(Dataset records)
——

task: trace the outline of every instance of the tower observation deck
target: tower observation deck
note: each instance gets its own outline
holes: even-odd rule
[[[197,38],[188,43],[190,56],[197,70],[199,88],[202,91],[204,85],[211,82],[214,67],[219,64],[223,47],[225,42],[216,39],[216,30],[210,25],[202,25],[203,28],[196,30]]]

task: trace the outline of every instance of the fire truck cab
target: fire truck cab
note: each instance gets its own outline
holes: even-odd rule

——

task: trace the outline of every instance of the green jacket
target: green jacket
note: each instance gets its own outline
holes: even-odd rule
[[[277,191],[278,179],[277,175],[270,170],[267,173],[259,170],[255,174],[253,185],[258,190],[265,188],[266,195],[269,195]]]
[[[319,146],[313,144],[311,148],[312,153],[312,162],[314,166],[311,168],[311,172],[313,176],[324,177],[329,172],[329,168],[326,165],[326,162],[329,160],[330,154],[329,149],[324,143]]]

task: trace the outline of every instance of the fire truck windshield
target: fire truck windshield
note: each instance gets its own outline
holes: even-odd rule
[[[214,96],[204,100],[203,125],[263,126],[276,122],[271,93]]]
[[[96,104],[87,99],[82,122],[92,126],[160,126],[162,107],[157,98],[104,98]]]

——

> **Exercise description**: Identify every line of the dataset records that contains the word "tower", and copy each such line.

> **Output for this exercise**:
task: trace the outline of every instance of the tower observation deck
target: tower observation deck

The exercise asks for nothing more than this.